WRITTEN INSTRUCTION - Tally the lines below that contain the string "tinted" and give only the number.

%%

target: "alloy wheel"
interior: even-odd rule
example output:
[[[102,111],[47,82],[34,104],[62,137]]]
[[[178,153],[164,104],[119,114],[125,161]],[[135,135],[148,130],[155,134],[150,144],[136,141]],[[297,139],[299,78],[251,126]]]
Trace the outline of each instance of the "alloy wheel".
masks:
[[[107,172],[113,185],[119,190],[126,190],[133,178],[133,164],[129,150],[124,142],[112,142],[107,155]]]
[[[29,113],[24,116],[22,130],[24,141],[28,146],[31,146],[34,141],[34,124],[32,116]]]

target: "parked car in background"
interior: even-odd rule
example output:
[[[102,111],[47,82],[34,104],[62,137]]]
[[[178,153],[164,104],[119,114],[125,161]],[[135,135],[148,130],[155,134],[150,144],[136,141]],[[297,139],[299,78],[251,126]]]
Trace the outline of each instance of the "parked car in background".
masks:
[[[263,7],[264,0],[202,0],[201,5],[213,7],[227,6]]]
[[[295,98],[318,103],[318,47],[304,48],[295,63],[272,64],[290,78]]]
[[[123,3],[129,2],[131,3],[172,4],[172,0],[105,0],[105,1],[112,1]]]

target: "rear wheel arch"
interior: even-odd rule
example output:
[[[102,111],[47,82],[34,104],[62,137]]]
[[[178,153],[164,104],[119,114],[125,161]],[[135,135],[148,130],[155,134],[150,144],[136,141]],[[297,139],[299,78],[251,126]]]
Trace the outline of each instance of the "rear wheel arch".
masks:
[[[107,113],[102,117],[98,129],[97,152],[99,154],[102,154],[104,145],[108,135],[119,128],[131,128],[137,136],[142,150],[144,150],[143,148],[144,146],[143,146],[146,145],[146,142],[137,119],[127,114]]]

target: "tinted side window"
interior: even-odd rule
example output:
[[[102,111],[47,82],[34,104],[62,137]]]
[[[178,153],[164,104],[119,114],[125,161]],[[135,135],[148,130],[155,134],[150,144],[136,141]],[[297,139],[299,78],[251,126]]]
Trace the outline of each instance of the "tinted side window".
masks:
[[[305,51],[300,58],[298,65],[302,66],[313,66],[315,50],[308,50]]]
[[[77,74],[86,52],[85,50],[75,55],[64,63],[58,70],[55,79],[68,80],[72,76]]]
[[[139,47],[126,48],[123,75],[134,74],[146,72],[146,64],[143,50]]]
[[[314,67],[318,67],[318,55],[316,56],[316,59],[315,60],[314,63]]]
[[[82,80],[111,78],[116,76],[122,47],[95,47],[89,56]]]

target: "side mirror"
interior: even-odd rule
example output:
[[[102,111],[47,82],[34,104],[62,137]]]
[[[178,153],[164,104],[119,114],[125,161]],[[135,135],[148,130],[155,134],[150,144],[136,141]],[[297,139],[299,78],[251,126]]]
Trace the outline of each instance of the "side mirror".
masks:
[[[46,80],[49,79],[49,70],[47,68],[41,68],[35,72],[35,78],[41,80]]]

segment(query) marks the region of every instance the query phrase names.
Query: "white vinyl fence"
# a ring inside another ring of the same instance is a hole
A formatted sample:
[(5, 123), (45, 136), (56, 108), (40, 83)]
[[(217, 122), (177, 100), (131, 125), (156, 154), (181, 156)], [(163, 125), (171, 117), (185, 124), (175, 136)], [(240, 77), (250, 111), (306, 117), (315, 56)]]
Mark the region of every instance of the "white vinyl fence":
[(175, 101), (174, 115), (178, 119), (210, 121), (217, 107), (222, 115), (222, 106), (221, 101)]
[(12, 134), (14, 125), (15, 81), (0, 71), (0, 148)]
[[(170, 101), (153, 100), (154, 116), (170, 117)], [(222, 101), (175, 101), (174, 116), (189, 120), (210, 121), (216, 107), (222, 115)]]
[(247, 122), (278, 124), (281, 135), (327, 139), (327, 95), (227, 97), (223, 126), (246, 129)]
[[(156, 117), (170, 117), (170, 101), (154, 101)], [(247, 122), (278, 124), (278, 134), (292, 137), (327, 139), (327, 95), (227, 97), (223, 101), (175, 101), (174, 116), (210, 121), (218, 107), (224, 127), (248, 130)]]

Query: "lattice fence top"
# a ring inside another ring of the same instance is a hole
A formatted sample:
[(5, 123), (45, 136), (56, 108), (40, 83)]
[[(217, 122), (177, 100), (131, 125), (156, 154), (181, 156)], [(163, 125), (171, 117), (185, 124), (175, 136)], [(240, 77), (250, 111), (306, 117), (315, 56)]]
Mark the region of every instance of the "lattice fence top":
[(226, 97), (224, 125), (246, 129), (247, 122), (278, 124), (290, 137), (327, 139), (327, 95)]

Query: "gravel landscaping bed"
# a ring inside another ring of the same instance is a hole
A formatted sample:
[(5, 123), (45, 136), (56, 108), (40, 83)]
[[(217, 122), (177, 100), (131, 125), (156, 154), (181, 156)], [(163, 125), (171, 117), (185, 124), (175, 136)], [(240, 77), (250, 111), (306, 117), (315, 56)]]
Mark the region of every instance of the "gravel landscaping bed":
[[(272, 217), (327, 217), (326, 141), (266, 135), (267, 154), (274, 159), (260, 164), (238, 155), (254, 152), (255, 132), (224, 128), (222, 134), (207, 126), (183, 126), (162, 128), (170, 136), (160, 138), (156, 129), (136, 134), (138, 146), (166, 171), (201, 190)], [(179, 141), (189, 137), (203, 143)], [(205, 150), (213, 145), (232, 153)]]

%%

SOLVED EXERCISE - 2